(Labeled-object pointing lines)
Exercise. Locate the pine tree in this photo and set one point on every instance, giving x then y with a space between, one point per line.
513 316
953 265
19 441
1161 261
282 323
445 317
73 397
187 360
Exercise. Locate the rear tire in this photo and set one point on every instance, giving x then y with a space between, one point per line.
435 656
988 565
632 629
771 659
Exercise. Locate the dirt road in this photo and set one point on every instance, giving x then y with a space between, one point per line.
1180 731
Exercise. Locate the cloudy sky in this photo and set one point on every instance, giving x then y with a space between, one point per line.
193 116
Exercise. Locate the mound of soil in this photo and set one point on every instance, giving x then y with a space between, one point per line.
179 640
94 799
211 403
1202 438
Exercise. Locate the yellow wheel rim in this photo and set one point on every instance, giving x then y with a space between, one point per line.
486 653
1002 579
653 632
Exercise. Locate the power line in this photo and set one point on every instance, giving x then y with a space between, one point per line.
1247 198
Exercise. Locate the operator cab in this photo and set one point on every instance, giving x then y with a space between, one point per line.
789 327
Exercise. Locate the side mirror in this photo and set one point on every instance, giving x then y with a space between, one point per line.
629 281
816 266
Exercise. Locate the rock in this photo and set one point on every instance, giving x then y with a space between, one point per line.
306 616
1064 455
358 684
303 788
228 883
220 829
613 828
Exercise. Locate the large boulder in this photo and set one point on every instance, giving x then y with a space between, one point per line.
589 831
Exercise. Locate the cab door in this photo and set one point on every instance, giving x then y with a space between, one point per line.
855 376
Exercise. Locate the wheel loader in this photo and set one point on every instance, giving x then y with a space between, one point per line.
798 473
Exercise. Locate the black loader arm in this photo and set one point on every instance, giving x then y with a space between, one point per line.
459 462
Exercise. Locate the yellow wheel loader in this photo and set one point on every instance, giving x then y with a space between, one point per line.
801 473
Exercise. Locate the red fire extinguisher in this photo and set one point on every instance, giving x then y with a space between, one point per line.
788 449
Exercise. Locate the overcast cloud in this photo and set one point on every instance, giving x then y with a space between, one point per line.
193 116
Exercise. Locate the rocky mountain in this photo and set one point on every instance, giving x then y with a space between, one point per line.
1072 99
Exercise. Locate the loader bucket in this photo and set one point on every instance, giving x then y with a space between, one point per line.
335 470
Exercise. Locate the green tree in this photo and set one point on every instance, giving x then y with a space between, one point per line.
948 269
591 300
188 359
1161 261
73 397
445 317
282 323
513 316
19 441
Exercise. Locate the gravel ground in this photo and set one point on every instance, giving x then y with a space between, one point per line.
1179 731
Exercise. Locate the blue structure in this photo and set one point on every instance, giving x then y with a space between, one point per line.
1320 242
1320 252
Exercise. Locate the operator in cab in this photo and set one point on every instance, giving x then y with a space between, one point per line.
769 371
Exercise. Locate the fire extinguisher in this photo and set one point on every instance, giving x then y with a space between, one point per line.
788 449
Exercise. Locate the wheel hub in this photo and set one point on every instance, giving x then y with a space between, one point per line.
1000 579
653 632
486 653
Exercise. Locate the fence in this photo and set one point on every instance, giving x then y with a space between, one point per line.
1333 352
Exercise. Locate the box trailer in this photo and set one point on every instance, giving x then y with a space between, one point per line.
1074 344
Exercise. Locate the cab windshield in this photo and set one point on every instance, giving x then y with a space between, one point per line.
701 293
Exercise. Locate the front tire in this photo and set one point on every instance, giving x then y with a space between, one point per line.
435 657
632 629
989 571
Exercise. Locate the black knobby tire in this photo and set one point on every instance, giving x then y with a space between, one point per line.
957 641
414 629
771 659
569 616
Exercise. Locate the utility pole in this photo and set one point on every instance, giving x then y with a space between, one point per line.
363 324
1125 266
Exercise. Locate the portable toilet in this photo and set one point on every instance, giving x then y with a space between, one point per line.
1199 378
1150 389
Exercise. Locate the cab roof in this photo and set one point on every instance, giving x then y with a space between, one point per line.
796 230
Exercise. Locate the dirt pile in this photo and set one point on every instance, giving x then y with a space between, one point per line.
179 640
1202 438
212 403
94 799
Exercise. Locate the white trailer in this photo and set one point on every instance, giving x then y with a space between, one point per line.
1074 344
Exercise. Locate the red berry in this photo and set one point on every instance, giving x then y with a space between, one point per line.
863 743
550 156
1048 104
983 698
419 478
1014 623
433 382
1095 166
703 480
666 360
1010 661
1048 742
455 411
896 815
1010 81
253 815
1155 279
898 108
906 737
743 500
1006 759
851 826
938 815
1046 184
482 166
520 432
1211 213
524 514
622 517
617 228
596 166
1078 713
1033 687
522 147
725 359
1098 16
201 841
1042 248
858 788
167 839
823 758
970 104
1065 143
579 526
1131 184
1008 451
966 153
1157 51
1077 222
==
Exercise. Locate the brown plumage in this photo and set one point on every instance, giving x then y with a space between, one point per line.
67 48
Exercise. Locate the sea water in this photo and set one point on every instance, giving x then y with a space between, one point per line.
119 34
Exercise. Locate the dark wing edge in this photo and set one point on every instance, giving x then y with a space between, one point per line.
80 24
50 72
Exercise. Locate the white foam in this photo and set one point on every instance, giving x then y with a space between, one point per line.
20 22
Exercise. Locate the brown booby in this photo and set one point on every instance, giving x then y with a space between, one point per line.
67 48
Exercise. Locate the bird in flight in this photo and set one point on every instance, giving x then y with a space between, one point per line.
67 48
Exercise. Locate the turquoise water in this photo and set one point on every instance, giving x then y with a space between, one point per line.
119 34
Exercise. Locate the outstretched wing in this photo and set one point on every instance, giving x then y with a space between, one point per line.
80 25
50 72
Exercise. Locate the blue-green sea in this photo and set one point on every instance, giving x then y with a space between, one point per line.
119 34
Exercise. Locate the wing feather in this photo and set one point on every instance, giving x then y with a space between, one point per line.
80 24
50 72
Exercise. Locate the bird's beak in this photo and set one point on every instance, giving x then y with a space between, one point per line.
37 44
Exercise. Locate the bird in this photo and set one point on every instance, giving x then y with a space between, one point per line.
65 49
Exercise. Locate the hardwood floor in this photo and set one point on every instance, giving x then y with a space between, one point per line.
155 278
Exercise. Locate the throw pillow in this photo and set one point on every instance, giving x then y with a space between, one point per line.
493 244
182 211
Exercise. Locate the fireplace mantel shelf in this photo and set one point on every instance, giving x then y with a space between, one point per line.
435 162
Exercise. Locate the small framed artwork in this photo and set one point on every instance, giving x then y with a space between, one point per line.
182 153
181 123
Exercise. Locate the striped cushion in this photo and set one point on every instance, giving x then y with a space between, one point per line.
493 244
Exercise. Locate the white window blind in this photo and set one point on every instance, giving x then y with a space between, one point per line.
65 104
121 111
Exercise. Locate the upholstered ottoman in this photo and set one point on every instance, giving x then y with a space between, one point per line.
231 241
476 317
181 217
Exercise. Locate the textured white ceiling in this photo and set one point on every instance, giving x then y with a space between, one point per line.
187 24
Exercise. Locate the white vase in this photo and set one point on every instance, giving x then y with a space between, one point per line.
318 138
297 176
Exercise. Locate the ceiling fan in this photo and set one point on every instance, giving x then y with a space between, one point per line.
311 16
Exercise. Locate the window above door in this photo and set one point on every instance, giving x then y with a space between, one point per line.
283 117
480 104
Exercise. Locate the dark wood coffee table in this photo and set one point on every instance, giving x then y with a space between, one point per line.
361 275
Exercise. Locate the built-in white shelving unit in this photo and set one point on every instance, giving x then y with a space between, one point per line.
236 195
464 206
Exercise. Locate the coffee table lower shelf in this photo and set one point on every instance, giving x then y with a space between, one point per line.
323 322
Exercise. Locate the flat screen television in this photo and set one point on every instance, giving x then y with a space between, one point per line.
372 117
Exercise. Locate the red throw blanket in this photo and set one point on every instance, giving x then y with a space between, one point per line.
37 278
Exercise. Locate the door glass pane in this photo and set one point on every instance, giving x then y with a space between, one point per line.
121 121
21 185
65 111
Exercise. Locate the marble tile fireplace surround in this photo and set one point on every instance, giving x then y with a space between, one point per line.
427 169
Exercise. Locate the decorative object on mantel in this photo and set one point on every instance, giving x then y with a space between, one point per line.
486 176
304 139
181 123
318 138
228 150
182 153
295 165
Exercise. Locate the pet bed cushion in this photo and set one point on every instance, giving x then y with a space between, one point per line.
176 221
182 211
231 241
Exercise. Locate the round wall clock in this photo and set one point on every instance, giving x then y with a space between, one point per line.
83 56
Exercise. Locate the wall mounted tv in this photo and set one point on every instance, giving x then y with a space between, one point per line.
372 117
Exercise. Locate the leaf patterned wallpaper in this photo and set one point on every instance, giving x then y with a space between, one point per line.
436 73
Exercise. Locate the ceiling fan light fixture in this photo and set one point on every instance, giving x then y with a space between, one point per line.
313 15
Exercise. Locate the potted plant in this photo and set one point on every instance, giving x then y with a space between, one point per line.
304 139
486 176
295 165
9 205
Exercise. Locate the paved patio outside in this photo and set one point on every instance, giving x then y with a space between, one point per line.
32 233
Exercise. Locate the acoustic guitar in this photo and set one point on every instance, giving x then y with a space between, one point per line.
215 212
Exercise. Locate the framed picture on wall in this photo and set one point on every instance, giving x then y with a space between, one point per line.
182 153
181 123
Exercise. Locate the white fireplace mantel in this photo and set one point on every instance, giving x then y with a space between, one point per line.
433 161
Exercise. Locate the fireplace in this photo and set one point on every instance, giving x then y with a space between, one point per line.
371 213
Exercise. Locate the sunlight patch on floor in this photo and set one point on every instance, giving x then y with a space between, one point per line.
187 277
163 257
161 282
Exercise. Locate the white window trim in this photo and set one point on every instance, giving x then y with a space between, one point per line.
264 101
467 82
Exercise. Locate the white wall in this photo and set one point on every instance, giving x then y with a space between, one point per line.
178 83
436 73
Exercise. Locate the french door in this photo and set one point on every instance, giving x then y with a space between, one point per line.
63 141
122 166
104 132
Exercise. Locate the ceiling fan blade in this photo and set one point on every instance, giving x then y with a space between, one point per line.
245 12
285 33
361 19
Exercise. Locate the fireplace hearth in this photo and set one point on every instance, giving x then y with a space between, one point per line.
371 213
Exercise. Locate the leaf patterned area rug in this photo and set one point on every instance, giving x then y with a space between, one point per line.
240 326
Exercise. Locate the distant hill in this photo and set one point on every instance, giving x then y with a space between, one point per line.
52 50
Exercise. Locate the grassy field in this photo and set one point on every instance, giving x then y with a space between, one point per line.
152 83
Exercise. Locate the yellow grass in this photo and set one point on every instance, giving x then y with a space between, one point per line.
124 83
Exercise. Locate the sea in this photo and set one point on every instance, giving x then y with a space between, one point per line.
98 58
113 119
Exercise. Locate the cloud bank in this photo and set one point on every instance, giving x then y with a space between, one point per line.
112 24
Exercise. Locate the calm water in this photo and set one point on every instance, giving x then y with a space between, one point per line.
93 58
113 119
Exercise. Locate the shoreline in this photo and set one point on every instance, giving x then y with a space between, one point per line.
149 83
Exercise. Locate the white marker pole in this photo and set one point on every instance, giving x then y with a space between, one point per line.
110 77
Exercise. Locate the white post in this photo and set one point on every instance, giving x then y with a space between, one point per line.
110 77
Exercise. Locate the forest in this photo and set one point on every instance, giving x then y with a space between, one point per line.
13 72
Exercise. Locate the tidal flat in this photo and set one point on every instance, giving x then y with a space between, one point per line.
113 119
...
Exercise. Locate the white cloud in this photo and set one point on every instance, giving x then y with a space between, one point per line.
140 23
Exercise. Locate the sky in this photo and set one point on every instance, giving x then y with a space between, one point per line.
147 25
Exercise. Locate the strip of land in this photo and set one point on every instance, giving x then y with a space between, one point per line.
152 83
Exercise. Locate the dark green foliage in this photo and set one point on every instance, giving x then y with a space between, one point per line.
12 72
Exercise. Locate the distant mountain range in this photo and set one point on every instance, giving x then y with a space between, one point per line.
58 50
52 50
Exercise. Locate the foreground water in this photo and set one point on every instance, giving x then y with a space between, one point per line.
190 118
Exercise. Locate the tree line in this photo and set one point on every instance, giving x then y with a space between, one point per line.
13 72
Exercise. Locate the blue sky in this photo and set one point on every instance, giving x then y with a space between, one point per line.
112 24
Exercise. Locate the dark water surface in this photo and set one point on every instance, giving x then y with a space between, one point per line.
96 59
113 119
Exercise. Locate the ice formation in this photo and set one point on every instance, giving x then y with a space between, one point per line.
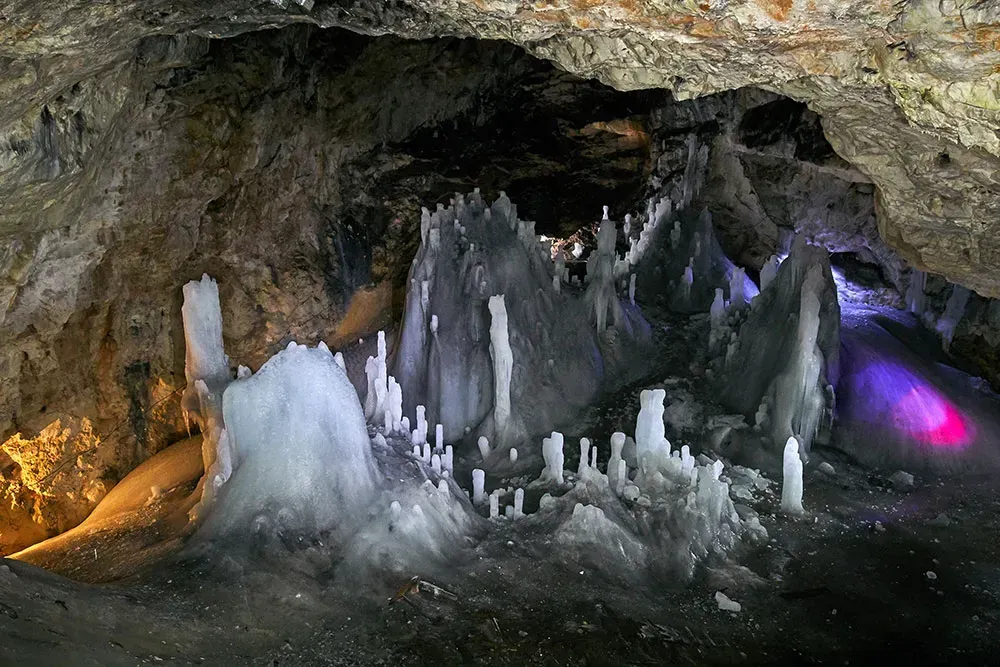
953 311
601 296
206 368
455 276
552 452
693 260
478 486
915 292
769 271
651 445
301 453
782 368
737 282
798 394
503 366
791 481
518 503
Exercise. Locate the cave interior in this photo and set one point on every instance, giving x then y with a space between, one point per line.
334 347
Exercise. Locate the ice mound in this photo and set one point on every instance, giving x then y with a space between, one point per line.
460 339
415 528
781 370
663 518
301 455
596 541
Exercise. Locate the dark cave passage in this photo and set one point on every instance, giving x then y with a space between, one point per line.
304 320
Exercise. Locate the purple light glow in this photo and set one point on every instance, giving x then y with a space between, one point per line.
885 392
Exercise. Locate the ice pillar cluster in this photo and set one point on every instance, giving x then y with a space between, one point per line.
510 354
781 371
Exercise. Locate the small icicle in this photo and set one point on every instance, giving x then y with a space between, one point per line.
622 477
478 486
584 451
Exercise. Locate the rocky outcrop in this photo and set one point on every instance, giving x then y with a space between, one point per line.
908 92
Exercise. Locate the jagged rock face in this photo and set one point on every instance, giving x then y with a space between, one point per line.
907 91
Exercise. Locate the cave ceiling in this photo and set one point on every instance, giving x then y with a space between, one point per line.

▸ **AIM**
Pick out every line above that contains the word "green", copying each one, and treat uppercase and lowercase as different.

▸ **FINISHED ANSWER**
Exercise. Locate the green tree in this photo and set one point on every instance, giving x then y with a space between, one point per line.
Exercise. Locate the blue-green sea in this photo and set one point on every instance, giving x then y with a space between, one point per line.
Exercise. Locate the dark green foliage in this photo and set one point on every instance, giving x then y with a space between, one point per line.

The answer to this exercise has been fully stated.